[Aim of the task]
Retype the section of the data below that opens with the line containing "the black tire" and closes with the line containing "Target: black tire", keeping both of those lines.

[Position annotation records]
....

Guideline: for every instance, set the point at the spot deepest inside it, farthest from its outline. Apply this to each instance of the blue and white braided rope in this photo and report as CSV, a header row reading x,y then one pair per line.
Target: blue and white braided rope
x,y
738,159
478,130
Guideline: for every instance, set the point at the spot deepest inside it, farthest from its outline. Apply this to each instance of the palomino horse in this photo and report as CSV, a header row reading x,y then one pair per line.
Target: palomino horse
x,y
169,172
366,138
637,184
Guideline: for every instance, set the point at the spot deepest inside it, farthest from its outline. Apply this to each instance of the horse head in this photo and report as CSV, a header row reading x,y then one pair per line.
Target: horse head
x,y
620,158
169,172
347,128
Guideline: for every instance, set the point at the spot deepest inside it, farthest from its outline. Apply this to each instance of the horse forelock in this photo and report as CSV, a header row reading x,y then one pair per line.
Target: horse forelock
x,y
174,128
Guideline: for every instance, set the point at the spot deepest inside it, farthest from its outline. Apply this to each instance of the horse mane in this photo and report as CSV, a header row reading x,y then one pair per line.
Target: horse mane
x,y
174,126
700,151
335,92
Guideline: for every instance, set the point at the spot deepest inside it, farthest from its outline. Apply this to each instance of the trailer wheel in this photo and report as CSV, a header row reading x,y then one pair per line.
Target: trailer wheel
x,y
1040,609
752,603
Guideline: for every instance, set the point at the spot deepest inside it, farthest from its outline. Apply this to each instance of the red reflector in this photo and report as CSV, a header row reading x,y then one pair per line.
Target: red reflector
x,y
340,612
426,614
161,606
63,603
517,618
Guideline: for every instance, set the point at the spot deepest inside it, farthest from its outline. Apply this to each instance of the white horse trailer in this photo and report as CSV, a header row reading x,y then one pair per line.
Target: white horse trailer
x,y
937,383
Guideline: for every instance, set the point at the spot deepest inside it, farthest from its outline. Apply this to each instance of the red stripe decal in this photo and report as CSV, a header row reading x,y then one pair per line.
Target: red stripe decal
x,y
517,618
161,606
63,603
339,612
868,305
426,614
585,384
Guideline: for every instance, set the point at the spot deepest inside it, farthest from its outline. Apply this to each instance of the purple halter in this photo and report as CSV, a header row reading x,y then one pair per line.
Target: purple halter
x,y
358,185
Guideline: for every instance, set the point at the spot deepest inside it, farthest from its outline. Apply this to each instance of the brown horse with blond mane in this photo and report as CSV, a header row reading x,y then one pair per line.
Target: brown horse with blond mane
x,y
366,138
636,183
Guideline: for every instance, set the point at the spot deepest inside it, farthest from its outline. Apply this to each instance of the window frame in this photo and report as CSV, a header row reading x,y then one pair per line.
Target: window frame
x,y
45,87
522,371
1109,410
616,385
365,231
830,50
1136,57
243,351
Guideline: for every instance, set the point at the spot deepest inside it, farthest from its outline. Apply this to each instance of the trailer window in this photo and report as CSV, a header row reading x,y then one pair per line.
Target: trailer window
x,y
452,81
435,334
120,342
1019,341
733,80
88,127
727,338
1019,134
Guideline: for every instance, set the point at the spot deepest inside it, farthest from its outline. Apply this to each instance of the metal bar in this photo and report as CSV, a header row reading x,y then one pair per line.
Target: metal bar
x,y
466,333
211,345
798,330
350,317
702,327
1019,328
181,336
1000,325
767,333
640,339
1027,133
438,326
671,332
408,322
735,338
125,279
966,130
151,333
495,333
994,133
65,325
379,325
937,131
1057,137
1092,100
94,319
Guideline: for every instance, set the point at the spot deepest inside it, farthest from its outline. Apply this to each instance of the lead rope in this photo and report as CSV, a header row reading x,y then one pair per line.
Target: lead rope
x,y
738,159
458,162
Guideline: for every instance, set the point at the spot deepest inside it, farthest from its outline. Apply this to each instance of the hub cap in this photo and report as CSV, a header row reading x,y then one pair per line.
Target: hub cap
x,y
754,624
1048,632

....

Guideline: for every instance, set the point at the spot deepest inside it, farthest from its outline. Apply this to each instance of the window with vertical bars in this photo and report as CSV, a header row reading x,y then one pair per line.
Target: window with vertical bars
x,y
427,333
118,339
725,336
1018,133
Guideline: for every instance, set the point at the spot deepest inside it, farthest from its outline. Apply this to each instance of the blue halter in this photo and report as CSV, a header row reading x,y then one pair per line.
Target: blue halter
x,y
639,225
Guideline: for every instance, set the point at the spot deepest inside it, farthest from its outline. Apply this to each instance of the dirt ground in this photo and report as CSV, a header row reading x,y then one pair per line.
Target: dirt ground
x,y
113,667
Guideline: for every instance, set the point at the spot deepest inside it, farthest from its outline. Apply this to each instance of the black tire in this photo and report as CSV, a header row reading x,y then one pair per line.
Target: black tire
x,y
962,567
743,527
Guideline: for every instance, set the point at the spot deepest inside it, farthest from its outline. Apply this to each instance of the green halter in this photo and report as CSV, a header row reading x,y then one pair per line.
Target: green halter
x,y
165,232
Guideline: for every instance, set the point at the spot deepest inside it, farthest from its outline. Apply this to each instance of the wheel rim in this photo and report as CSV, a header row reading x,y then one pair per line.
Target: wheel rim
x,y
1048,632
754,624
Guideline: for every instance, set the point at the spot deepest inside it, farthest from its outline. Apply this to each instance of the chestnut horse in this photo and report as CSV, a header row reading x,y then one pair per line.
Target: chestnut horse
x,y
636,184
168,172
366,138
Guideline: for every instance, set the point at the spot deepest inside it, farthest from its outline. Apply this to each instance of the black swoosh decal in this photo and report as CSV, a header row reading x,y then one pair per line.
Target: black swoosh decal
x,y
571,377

....

[Answer to this exercise]
Guideline: for every instance, set the point at the spot deepest inside it, farthest from its outline. Apply this to each instance of the black tire in this photo and report as CSV, a header row reading x,y then one pair per line.
Target: black tire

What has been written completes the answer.